#### Records supplied
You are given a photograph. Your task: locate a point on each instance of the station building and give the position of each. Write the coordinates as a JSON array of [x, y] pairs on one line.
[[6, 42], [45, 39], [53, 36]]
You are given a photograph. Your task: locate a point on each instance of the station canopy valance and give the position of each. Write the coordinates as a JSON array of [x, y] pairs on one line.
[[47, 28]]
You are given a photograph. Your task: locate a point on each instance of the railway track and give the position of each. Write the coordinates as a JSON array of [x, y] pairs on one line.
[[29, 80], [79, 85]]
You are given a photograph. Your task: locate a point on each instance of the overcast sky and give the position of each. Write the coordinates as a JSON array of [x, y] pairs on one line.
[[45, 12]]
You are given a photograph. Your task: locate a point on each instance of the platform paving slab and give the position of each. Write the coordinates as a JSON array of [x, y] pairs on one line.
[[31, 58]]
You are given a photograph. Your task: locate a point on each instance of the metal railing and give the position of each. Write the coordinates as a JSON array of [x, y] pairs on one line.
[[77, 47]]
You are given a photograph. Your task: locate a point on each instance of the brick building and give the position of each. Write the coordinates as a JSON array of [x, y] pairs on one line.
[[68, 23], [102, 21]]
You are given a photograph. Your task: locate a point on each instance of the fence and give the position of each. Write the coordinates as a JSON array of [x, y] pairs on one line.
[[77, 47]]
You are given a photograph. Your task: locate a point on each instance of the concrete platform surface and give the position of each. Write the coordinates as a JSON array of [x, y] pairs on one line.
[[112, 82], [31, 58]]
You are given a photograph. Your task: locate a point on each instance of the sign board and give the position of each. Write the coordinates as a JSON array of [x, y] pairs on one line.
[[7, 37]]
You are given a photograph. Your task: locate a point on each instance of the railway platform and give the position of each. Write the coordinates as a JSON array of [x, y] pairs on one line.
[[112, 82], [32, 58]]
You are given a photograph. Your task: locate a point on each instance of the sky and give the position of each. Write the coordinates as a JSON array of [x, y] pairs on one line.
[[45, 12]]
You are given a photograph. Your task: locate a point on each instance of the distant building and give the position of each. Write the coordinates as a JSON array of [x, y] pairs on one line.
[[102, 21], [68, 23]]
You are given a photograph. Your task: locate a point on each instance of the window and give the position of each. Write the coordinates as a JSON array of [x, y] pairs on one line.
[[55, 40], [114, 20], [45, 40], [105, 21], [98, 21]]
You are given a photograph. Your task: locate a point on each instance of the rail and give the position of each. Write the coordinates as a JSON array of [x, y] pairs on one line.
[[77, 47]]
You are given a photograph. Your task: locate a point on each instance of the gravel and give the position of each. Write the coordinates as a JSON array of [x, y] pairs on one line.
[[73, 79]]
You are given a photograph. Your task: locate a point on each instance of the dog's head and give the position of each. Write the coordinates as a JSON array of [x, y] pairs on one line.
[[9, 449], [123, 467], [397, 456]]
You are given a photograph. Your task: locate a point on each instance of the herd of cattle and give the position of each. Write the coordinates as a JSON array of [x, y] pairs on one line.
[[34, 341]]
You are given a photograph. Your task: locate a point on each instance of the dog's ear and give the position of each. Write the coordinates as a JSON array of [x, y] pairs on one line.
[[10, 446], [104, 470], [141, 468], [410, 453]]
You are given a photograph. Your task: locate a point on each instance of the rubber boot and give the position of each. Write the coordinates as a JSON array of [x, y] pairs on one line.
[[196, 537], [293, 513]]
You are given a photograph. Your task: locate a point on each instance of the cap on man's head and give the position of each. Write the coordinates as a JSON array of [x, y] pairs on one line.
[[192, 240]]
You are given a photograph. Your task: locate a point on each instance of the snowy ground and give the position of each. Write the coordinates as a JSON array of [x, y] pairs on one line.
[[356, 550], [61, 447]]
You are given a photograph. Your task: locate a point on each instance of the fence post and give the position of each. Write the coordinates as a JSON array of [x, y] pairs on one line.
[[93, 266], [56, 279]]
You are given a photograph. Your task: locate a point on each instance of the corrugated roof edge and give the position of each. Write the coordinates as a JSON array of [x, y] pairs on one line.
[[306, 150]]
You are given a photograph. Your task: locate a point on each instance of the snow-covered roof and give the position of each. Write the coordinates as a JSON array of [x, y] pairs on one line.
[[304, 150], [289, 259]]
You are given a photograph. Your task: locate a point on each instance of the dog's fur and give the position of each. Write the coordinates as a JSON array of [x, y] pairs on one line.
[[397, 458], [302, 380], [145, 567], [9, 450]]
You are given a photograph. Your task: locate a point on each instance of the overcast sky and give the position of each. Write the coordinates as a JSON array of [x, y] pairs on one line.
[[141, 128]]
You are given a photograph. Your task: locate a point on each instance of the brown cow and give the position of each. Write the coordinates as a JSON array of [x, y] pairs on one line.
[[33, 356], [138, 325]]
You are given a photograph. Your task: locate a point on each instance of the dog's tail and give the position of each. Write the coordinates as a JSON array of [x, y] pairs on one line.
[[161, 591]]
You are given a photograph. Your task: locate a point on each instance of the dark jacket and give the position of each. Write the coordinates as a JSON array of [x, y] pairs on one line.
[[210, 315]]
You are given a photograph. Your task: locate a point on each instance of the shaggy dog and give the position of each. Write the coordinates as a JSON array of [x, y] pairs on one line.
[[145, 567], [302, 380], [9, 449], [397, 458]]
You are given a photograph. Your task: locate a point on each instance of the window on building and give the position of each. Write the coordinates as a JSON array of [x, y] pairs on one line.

#### What to work on
Copy exactly the lines above, from the one containing "of the dark" through the very last line.

#### Worked solution
You are given a photograph. Your task: locate a point on each instance of the dark jacket and give the position of each. Write the coordinates as a JSON array of [x, y] pairs on one line.
[[210, 315]]
You are given a photograph. Your task: locate a point on each instance of the shaggy dog and give the position of each. Write the coordinates as a JSON array of [x, y] pairs on one line.
[[145, 567], [302, 380], [9, 449], [397, 458]]
You are given a photograph. Your task: locate a point on each instance of the window on building and give the position of each. Write the coordinates as a JSON array of [x, y] pairs on one line.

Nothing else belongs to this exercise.